(Work to be completed)
Only the lines from the one containing "Format: JSON array of rects, e.g." through the end of the entries should be repeated, exactly as they appear, first and last included.

(Task input)
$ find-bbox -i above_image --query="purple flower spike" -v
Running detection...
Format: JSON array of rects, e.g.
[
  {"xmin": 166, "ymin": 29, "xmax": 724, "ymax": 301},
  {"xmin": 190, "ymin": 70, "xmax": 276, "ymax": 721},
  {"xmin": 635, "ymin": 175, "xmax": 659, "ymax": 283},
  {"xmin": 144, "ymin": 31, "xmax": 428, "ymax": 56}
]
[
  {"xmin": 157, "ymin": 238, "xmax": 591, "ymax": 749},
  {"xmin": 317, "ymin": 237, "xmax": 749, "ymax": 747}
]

(Solution)
Format: JSON array of rects, e.g.
[
  {"xmin": 166, "ymin": 29, "xmax": 724, "ymax": 301},
  {"xmin": 190, "ymin": 70, "xmax": 276, "ymax": 721},
  {"xmin": 635, "ymin": 175, "xmax": 659, "ymax": 283},
  {"xmin": 144, "ymin": 31, "xmax": 428, "ymax": 56}
]
[
  {"xmin": 157, "ymin": 238, "xmax": 591, "ymax": 749},
  {"xmin": 317, "ymin": 237, "xmax": 749, "ymax": 747}
]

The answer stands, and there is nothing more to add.